Copy the lines below word for word, starting at the line that contains "If you could locate the wooden table" and ending with the last line.

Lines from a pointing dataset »
= = =

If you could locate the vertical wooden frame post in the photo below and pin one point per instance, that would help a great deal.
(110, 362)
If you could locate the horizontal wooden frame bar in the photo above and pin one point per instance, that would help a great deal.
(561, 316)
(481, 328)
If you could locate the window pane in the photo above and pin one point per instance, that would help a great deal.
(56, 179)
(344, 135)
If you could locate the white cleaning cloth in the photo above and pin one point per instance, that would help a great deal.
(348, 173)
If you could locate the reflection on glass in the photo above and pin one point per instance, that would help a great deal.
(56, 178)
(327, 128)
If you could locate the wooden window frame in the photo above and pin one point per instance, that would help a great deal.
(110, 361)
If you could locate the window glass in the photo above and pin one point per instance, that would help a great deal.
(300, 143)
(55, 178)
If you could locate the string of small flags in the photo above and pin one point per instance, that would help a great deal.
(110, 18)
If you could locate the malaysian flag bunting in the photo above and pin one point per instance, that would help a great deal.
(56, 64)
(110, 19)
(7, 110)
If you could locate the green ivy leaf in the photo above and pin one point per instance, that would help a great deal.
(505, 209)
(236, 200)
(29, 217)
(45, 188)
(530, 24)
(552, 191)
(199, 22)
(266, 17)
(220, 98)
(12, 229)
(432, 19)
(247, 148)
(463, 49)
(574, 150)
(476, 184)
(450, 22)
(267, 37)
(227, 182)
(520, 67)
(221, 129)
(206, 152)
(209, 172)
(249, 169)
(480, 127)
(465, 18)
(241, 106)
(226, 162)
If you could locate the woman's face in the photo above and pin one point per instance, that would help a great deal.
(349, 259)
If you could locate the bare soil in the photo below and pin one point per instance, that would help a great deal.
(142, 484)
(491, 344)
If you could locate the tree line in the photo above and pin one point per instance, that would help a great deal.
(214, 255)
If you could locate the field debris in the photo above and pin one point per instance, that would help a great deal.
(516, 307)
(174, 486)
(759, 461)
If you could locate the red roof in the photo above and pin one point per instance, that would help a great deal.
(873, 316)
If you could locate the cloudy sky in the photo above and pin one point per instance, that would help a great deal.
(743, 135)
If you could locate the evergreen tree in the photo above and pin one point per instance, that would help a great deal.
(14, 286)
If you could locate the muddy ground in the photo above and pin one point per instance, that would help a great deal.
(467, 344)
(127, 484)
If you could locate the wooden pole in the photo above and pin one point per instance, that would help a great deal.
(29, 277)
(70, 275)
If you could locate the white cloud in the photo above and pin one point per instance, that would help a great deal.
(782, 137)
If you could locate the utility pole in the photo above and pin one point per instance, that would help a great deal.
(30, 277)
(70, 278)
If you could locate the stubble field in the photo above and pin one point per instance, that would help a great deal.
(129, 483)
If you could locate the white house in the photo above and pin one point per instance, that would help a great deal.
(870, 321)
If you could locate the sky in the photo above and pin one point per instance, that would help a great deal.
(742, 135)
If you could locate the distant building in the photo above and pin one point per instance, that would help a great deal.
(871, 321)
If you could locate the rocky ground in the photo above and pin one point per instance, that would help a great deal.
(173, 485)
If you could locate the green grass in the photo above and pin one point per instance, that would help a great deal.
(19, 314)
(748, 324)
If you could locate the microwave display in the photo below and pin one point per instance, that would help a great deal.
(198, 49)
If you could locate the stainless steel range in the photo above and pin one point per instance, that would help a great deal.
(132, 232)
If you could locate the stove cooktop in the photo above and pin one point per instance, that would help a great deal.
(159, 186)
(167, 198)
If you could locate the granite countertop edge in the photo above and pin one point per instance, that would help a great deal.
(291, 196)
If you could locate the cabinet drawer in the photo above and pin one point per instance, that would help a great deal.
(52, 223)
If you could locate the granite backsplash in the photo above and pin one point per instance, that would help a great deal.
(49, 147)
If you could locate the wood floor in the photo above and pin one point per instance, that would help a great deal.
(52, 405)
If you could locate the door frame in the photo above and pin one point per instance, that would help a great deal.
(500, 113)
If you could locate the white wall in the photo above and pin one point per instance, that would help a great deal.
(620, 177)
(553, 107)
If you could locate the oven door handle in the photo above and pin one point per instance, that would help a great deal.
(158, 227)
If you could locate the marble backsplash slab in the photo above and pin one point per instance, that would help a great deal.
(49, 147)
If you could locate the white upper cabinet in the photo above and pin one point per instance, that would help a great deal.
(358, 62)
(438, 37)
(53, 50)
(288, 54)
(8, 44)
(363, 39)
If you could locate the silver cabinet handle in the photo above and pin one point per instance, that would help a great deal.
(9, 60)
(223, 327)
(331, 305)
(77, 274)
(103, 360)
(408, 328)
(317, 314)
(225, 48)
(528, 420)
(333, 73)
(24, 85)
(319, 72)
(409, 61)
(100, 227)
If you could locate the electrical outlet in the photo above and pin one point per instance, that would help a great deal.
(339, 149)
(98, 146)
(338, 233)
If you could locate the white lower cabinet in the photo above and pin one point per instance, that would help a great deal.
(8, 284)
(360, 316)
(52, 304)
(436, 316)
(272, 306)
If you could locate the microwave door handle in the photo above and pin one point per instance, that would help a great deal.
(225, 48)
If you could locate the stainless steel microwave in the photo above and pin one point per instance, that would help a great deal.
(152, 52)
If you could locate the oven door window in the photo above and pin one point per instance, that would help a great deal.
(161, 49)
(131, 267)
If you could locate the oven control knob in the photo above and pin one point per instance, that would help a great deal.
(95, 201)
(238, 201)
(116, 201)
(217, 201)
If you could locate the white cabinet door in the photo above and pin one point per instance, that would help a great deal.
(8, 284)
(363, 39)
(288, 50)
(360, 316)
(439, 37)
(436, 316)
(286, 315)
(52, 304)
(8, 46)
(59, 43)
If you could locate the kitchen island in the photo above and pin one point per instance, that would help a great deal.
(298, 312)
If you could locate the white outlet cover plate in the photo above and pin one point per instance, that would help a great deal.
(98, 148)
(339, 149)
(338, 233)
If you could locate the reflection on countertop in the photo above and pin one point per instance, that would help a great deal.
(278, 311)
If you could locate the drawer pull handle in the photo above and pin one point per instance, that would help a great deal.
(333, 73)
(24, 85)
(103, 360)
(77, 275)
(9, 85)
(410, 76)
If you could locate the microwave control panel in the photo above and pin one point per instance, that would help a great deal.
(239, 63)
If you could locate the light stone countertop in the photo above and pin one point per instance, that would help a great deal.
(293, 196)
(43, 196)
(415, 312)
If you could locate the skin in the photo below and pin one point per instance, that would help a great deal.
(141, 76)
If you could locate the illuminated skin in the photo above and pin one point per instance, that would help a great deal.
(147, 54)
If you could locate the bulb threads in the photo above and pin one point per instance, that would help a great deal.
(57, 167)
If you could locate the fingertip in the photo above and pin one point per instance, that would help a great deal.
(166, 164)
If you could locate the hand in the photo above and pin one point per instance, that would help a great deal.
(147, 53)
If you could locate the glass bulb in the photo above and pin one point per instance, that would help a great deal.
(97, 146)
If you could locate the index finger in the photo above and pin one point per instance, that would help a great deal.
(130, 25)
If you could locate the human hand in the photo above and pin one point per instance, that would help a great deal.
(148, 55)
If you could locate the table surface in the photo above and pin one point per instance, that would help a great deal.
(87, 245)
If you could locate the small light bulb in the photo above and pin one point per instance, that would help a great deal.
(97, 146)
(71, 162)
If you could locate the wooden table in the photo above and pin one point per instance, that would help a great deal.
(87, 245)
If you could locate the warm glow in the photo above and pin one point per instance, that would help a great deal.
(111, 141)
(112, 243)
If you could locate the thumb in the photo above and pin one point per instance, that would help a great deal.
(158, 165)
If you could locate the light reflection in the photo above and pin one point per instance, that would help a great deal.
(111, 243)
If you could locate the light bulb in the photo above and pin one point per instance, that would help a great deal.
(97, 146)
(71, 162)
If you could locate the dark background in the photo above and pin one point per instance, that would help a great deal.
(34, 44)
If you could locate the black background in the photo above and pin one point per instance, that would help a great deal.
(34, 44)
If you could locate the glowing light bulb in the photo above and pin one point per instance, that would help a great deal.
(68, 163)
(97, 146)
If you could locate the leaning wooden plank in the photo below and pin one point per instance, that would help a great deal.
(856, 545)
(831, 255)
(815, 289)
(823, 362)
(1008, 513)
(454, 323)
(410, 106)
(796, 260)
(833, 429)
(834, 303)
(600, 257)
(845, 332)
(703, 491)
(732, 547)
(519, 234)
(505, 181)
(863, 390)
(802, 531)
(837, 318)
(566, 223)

= = =

FULL ANSWER »
If you could locate the wooden table in the photo above and pin one point per instance, that would help a great deal.
(87, 245)
If you could locate the warm glow in the photo above and pin one point per instance, that would help a great deal.
(111, 141)
(112, 243)
If you could locate the thumb in the photo above and pin one point per instance, that would help a great deal.
(158, 165)
If you could locate the light reflection in the photo above and pin one point per instance, that would help a great deal.
(111, 243)
If you could locate the light bulb in the photo above and pin one point per instance, that would help a great deal.
(97, 146)
(71, 162)
If you could locate the dark background in the photo above and pin one point per instance, that would help a great deal.
(34, 44)
If you could locate the black background in the photo above and pin one point per instance, that would help a great deal.
(34, 44)
If you could locate the glowing light bulb in the photo above and pin one point per instance, that would help a great deal.
(68, 163)
(97, 146)
If you could locate the leaning wooden plank in the photo below and pin one point per instance, that would help a great deal.
(856, 545)
(831, 255)
(815, 289)
(823, 362)
(1008, 513)
(454, 323)
(410, 106)
(796, 260)
(833, 429)
(834, 303)
(600, 257)
(845, 332)
(703, 491)
(732, 547)
(519, 234)
(505, 181)
(863, 390)
(802, 531)
(837, 318)
(566, 223)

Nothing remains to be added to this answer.